== Exercise requirements ==
Present the lines of the entries below as a numbered list, starting at the line containing "Pinpoint truck side mirror." and ending at the line containing "768 330 1054 670", with blank lines left out.
-- START OF Material provided --
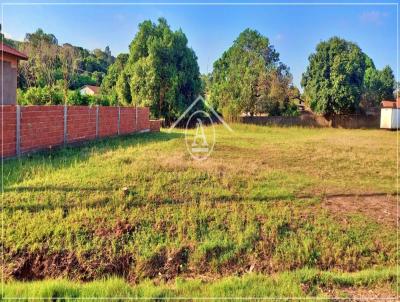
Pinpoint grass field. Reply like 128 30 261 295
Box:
2 125 398 298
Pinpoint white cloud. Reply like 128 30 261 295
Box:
3 32 12 39
360 11 388 25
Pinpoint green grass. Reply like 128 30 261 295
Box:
2 125 397 295
3 269 398 301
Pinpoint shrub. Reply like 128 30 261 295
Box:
17 86 63 105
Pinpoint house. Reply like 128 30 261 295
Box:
0 42 28 105
79 85 100 95
380 98 400 129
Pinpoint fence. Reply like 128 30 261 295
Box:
240 114 380 129
0 105 160 157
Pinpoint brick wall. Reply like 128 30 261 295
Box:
20 106 64 153
0 105 160 157
0 106 17 157
67 106 97 142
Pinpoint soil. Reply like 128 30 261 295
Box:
322 194 400 227
323 286 398 301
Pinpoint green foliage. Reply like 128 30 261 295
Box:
363 66 396 107
17 86 64 105
112 19 201 122
101 53 129 94
18 29 114 94
3 267 399 301
301 37 394 115
2 125 397 279
208 29 292 119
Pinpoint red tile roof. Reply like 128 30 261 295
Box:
0 42 28 60
381 98 400 108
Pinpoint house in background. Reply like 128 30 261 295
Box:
79 85 100 95
0 42 28 105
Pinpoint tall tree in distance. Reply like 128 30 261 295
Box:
117 18 201 123
60 45 78 101
101 53 129 102
301 37 395 116
209 29 292 119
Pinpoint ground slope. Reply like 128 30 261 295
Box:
2 125 398 298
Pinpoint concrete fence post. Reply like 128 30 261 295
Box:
118 106 121 135
96 105 99 138
135 105 138 131
15 105 21 156
64 104 68 145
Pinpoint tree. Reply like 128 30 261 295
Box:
362 66 395 109
60 45 77 101
209 29 291 118
101 53 129 95
301 37 373 116
25 28 58 46
117 18 201 123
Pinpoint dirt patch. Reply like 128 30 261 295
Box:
5 251 133 281
133 247 190 281
322 194 399 226
323 285 398 301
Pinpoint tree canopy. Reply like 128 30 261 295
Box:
14 29 114 94
109 18 201 122
301 37 394 115
208 29 292 118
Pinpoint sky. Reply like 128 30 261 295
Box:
1 0 398 87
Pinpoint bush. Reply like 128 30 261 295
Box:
17 86 63 105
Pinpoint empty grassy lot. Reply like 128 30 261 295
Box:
2 125 398 298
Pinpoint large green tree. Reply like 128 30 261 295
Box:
301 37 394 116
101 53 129 102
208 29 291 118
117 18 201 122
362 65 396 107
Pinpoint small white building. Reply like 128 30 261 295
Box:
381 98 400 129
79 85 100 95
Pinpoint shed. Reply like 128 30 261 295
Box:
381 98 400 129
0 42 28 105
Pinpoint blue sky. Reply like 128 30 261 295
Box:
2 1 397 85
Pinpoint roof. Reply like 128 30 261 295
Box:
81 85 100 94
0 42 28 60
381 98 400 108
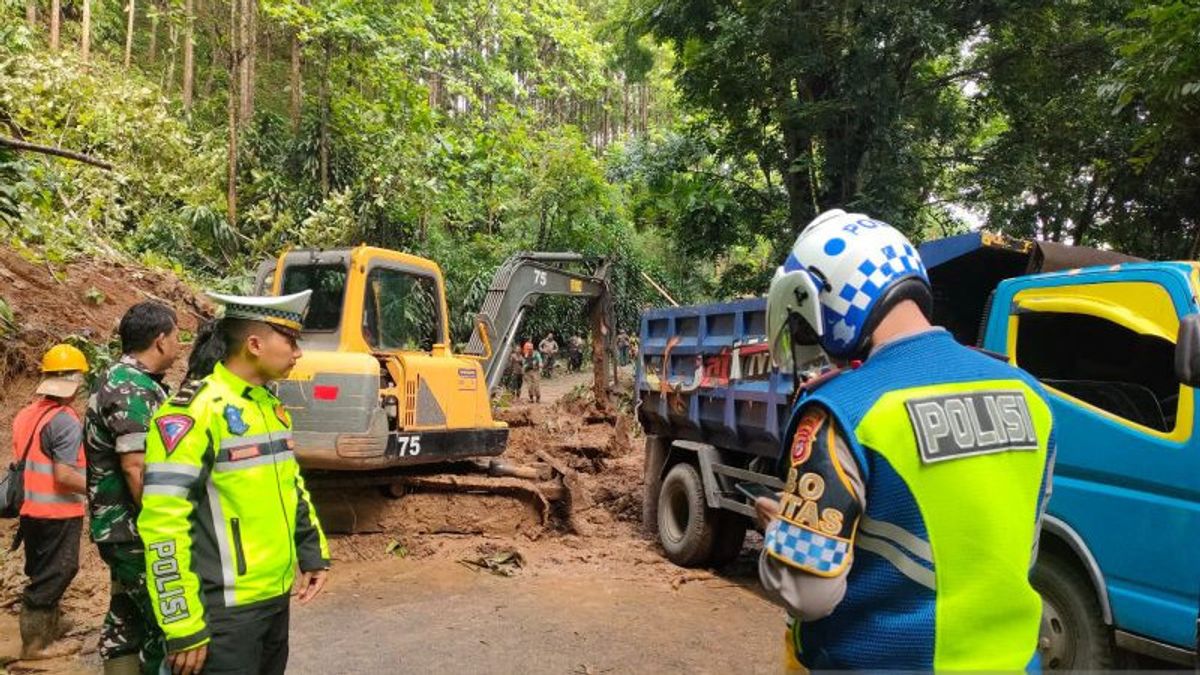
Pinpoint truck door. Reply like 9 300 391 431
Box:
992 271 1200 649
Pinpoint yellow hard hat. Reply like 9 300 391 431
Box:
42 345 88 372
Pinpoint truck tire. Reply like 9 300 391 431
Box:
658 462 720 567
642 480 660 537
1031 552 1114 670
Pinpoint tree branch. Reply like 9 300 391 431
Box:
0 136 113 171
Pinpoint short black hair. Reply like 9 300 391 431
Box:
116 300 176 354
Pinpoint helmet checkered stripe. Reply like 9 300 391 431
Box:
763 520 850 573
822 240 928 345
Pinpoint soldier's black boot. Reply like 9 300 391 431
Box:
104 653 142 675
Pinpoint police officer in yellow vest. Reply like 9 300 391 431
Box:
756 210 1054 670
138 291 330 674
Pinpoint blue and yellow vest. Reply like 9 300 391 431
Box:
787 330 1054 670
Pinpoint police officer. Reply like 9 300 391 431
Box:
84 300 180 675
138 291 330 675
756 210 1054 670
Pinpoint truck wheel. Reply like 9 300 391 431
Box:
642 482 659 537
709 509 748 567
658 462 719 567
1031 552 1114 670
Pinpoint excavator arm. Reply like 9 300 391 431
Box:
466 252 612 400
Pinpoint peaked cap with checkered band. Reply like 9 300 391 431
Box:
208 285 312 333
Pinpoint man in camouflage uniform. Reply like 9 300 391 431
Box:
84 301 180 675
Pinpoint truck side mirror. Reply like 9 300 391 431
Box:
1175 313 1200 387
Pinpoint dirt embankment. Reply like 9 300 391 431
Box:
0 243 208 656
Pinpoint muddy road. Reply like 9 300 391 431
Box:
288 560 782 675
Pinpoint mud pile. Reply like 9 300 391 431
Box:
0 249 210 651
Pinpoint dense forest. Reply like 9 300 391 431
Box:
0 0 1200 339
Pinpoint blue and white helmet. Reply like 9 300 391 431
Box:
767 209 932 369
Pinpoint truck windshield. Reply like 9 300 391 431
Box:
282 264 347 331
362 268 442 352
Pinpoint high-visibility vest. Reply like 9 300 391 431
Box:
138 363 330 651
12 399 86 520
768 330 1054 670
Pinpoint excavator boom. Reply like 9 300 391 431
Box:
466 251 612 392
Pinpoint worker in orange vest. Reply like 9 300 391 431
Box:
12 345 88 659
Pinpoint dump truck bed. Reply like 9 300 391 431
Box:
636 231 1140 458
636 298 793 458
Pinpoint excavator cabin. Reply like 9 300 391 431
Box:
256 246 607 471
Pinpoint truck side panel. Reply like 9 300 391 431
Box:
984 264 1200 649
636 298 792 458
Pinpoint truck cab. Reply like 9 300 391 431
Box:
636 232 1200 669
920 233 1200 668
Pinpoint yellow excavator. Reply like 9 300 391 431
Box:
256 246 612 473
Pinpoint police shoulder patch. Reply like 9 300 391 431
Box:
791 407 829 466
155 414 196 455
763 407 862 577
170 380 208 407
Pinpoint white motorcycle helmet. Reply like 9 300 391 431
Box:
767 209 934 370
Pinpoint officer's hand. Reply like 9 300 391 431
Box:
754 497 779 528
167 644 209 675
296 569 329 604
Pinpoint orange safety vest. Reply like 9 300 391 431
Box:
12 399 86 520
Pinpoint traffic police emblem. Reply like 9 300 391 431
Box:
224 404 250 436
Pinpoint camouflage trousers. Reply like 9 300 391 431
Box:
97 542 166 674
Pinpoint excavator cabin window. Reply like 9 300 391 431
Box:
282 264 347 333
362 268 442 352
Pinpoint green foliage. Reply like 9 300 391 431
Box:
0 0 1200 342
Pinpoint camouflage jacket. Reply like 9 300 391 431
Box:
83 354 167 543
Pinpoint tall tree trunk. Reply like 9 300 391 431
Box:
239 0 258 125
226 0 240 227
79 0 91 64
180 0 196 114
320 37 331 197
125 0 138 70
290 29 304 133
150 0 161 64
50 0 62 52
246 0 258 123
620 78 629 136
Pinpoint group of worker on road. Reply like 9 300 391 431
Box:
13 291 330 675
13 210 1055 674
504 333 586 404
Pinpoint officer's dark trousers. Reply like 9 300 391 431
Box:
20 515 83 609
204 596 290 675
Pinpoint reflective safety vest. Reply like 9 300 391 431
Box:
788 330 1054 670
12 398 86 520
138 364 330 651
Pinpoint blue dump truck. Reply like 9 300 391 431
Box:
636 232 1200 669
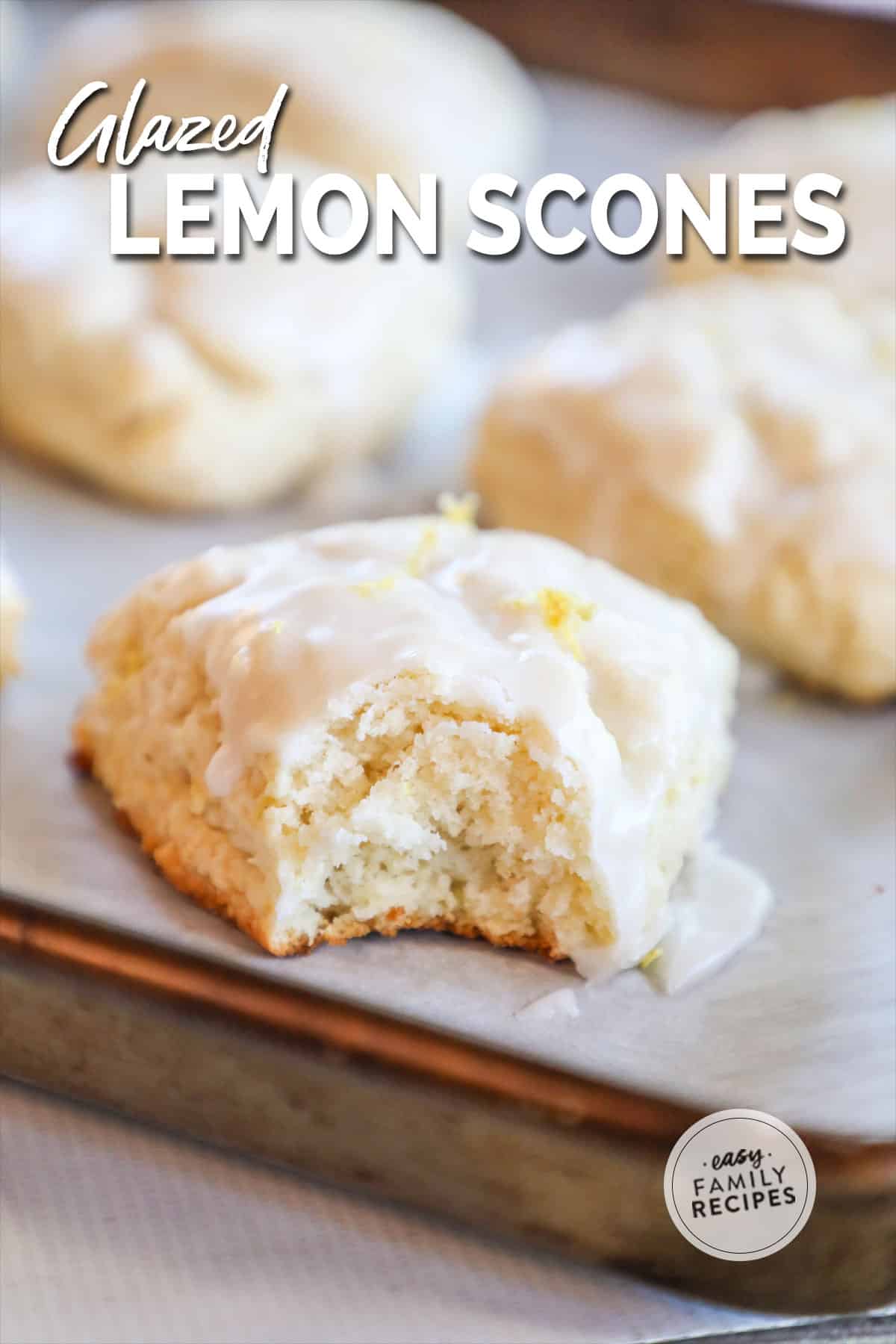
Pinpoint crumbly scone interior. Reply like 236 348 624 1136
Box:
77 524 729 957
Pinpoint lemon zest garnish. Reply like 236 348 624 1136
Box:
355 574 398 597
405 527 439 579
508 588 594 662
437 491 479 527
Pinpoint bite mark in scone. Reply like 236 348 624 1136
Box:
473 279 896 700
74 519 736 968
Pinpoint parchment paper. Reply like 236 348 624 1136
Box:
0 82 896 1139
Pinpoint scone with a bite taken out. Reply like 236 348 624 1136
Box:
75 509 738 973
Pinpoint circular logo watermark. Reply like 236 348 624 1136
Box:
664 1110 815 1260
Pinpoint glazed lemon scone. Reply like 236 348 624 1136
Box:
0 158 467 508
473 279 896 700
34 0 541 234
0 555 25 685
74 517 738 971
664 96 896 302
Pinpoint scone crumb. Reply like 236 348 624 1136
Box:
437 491 479 527
511 588 594 662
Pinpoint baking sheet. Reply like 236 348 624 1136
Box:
0 81 896 1139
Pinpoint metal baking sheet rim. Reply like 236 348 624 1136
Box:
0 894 896 1313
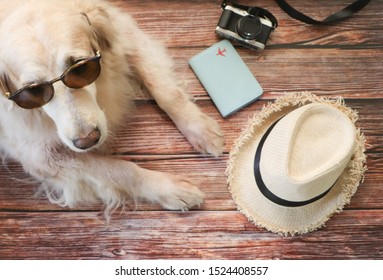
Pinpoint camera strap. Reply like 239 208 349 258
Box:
221 0 278 29
276 0 371 25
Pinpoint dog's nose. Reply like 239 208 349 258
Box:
73 128 101 150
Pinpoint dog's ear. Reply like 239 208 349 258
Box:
81 7 116 50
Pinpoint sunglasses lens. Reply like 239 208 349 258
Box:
10 84 54 109
63 58 101 88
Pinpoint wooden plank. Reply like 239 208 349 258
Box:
0 100 383 211
0 210 383 259
112 0 383 48
0 154 383 212
0 0 383 259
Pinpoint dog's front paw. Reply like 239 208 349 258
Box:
179 113 224 157
159 174 203 210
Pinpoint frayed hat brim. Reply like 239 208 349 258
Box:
226 92 367 235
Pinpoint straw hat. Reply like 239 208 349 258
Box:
226 93 366 235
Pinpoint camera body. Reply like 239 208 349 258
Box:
216 5 276 50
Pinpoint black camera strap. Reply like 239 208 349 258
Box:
221 0 371 25
276 0 371 25
221 0 278 29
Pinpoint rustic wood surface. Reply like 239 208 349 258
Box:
0 0 383 259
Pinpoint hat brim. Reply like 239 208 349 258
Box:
226 92 366 235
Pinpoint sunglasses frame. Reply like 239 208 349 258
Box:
0 50 101 107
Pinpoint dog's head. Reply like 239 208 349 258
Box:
0 1 115 152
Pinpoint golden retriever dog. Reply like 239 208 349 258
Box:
0 0 223 212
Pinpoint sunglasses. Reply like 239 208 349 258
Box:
0 51 101 109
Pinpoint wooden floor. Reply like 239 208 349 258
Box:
0 0 383 259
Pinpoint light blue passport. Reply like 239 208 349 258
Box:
189 40 263 118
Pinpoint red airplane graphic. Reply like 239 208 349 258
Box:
217 48 226 56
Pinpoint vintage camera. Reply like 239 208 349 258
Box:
216 5 278 50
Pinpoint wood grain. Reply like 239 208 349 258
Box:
0 0 383 259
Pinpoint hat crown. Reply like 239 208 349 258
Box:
259 103 356 202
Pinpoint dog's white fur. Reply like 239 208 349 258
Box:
0 0 223 214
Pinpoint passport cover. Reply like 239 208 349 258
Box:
189 40 263 118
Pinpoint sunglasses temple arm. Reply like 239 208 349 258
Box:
0 78 11 98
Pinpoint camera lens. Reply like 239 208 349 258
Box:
237 15 262 40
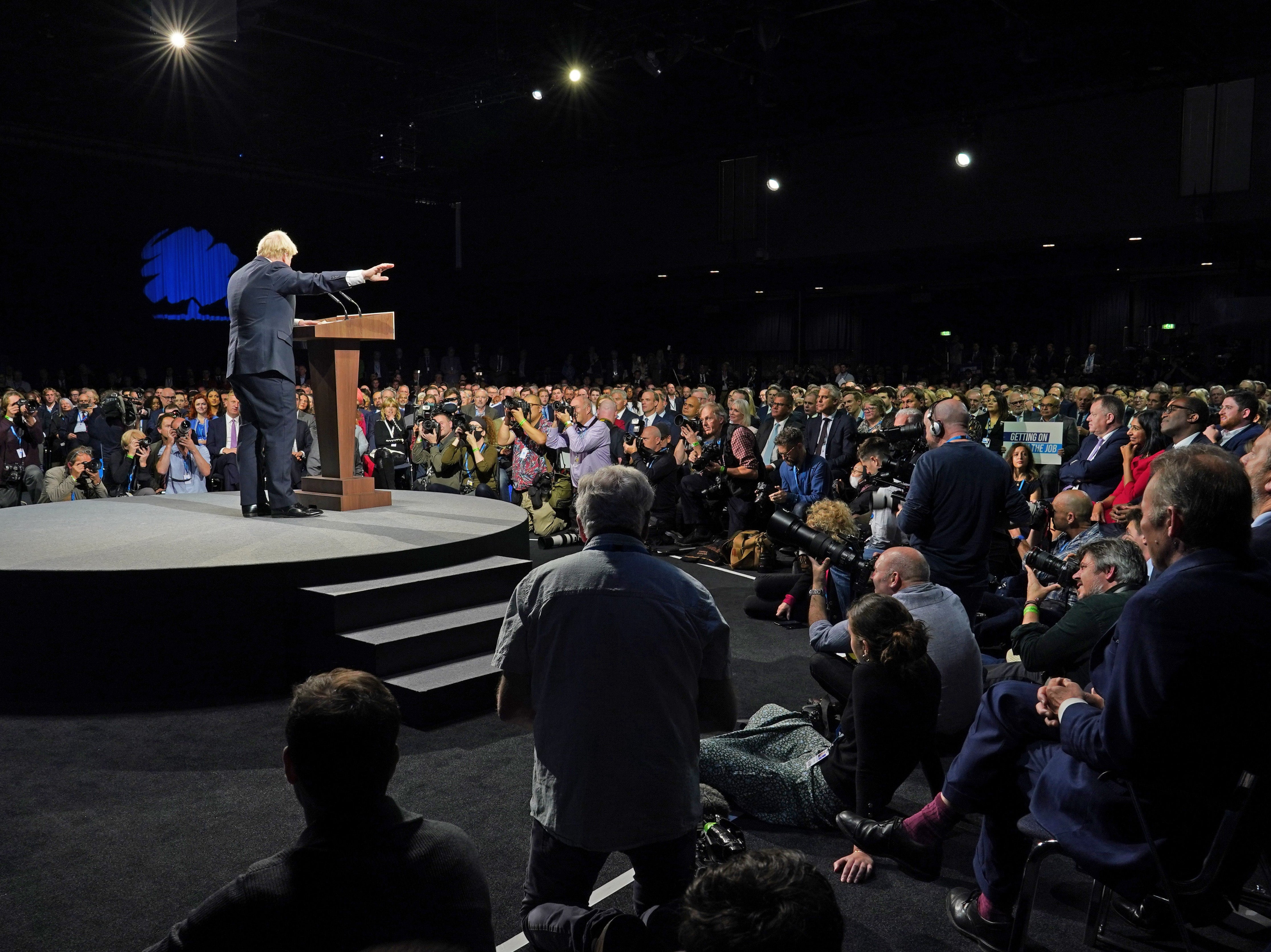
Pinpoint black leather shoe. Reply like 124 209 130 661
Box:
944 886 1014 952
834 810 944 882
269 502 322 519
592 913 658 952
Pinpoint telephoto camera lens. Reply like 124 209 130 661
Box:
539 533 582 549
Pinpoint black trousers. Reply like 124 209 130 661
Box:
230 372 296 510
521 820 698 952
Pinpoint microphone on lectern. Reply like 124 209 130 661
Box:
335 291 362 317
323 291 348 320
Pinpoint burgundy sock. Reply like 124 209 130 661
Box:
904 794 962 846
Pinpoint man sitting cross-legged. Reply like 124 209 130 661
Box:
838 446 1271 949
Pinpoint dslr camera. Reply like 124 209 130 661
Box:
1024 549 1080 588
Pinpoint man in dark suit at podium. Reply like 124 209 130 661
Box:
225 231 393 519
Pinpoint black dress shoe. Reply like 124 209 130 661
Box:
269 502 322 519
944 886 1014 952
834 810 944 882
-- END OF Material provided --
== Problem solution ==
1. Pinpoint truck side mirror. Reply like 9 300 391 431
2. Box:
3. 1175 313 1200 387
4. Pinpoint dirt embankment. Reply like 9 300 391 431
5. Box:
6. 0 243 208 656
7. Pinpoint muddy road. Reply like 9 300 391 431
8. Box:
9. 288 560 782 675
10. Pinpoint mud pile. Reply like 9 300 391 431
11. Box:
12. 0 249 210 651
13. Pinpoint dense forest. Reply like 9 300 391 431
14. Box:
15. 0 0 1200 339
16. Pinpoint blue and white helmet. Reply like 9 300 391 431
17. Box:
18. 767 209 932 369
19. Pinpoint truck windshield. Reply like 9 300 391 431
20. Box:
21. 282 264 347 331
22. 362 268 442 352
23. Pinpoint high-visibility vest. Reply like 9 300 391 431
24. Box:
25. 138 363 330 651
26. 12 399 86 520
27. 768 330 1054 670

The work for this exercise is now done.